:: Exercise details ::
Print every entry, word for word, and skip the images.

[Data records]
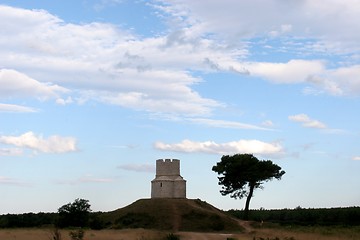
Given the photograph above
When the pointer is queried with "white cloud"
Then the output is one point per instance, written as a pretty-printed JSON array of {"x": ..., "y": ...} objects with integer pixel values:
[
  {"x": 16, "y": 108},
  {"x": 294, "y": 71},
  {"x": 85, "y": 179},
  {"x": 10, "y": 181},
  {"x": 101, "y": 62},
  {"x": 226, "y": 124},
  {"x": 16, "y": 84},
  {"x": 307, "y": 122},
  {"x": 241, "y": 146},
  {"x": 11, "y": 152},
  {"x": 53, "y": 144},
  {"x": 138, "y": 167},
  {"x": 268, "y": 123},
  {"x": 246, "y": 19}
]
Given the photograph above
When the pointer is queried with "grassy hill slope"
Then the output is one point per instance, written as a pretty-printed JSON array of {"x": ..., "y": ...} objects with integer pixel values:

:: Exercise answer ::
Given the photograph above
When the pointer is queried with "white cloud"
Then the output is one point per instance, written as a pretty-printed JSON array of {"x": ..., "y": ...} objects with integer pixel values:
[
  {"x": 16, "y": 108},
  {"x": 294, "y": 71},
  {"x": 85, "y": 179},
  {"x": 10, "y": 181},
  {"x": 101, "y": 62},
  {"x": 226, "y": 124},
  {"x": 16, "y": 84},
  {"x": 307, "y": 122},
  {"x": 241, "y": 146},
  {"x": 11, "y": 152},
  {"x": 53, "y": 144},
  {"x": 138, "y": 167},
  {"x": 268, "y": 123},
  {"x": 246, "y": 19}
]
Given the photograph above
When the pointer is queried with "grassy hill slope"
Then the output is one point per instance, written as a pretty-printed JSON array of {"x": ..., "y": ...} objects with integer pixel values:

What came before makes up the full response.